▶ **INPUT**
★ ★ ★ ★ ★
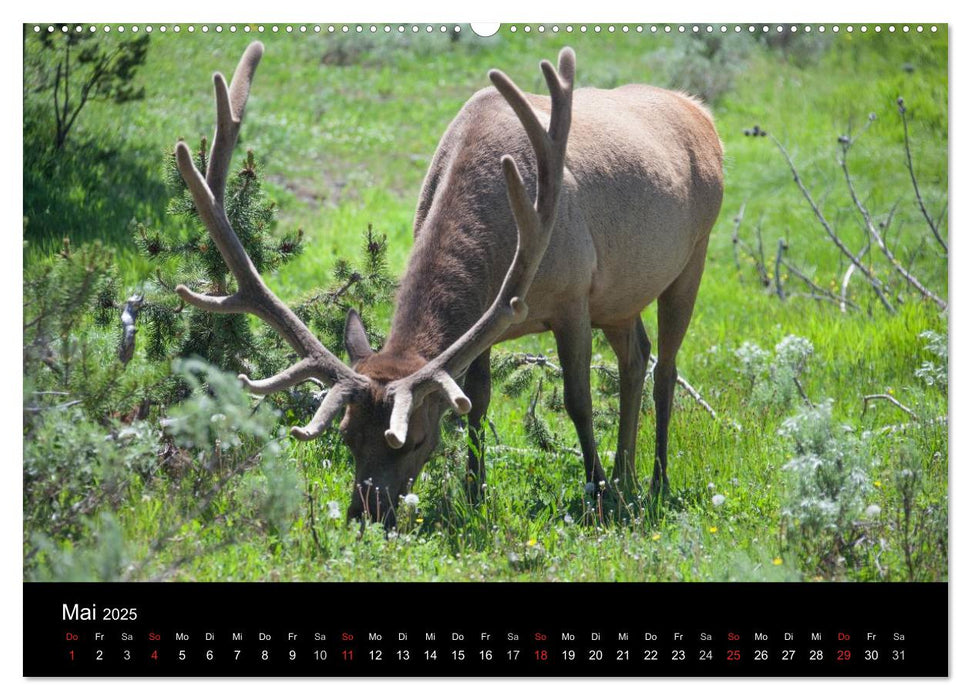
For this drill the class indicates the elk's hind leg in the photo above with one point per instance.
(574, 341)
(633, 350)
(478, 387)
(674, 309)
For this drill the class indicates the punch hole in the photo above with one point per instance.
(485, 29)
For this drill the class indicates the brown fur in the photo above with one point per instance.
(642, 189)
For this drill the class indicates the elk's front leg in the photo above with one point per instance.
(574, 345)
(478, 387)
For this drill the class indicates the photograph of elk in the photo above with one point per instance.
(563, 303)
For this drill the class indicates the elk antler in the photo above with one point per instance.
(534, 224)
(252, 295)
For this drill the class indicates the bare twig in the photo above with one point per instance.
(913, 177)
(886, 397)
(692, 392)
(783, 246)
(876, 283)
(874, 232)
(802, 392)
(129, 315)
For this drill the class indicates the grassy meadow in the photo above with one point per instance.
(794, 478)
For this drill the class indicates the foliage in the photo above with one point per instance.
(827, 483)
(352, 151)
(229, 340)
(72, 68)
(704, 65)
(934, 371)
(774, 380)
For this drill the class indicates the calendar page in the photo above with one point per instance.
(436, 349)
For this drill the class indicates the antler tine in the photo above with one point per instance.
(230, 106)
(336, 397)
(253, 296)
(534, 225)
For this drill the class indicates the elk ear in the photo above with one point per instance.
(355, 338)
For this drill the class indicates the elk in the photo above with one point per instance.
(621, 190)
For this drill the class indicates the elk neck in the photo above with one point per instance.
(447, 286)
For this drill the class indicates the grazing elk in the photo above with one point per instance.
(627, 184)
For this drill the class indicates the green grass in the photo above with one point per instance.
(345, 128)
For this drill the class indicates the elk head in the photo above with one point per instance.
(393, 404)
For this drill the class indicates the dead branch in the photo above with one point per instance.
(902, 109)
(129, 315)
(783, 246)
(877, 284)
(874, 232)
(802, 392)
(886, 397)
(692, 392)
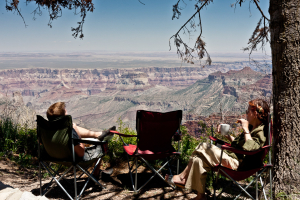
★ ★ ★ ★ ★
▶ **ACTIVITY**
Transcribe the whole listing exactly but exclude images.

▶ **ANSWER SECTION**
For this drill the class indicates the elk's hind leg in the photo above with one point per instance.
(574, 341)
(633, 350)
(478, 387)
(674, 309)
For this drill the class indicates the punch hole in the photo above with one point per instance.
(485, 29)
For this drill the class indicates the brown fur in the photo above with one point per instance.
(642, 189)
For this drill the class indicates the elk's front leg in the photo above with one point per instance.
(574, 345)
(478, 387)
For this drill the class indicates the photograph of elk in the photo above with one point per instance.
(563, 303)
For this drill the class indicates the elk antler in the photo above with one point per instance.
(534, 224)
(252, 295)
For this drill the class indicates the bare twig in the photo above with one point per instance.
(913, 177)
(886, 397)
(692, 392)
(783, 246)
(876, 283)
(874, 232)
(802, 392)
(129, 315)
For this drill the class indicates the grassy meadow in the photo above with one point per instance.
(794, 478)
For this drill the class indicates the foliage in the photo above with one point per instance.
(827, 483)
(352, 151)
(229, 340)
(72, 68)
(704, 65)
(934, 371)
(774, 380)
For this drill the class indicates the calendar page in the photo above with one point per instance.
(436, 349)
For this drill the class indicates the antler tine in the photo above with one point per instance.
(230, 106)
(336, 397)
(253, 296)
(534, 225)
For this drill the class indicates the elk ear in the photo above with one point per instance.
(355, 338)
For this drill the class indicates the elk in the photo above with one point per instance.
(621, 190)
For this drill the class indicates the elk neck in the photo above with one point per instance.
(447, 286)
For this drill the class indicates the grazing elk in the photo above with one point per instance.
(627, 184)
For this drill the class indicates the green grass in the photo above with one point per instance.
(345, 128)
For this drill the class indicates the elk head in the photo above with one point per instance.
(393, 404)
For this drill the class indicates the dead branch in the photo above with one point per instance.
(902, 109)
(129, 315)
(783, 246)
(877, 284)
(874, 232)
(802, 392)
(886, 397)
(692, 392)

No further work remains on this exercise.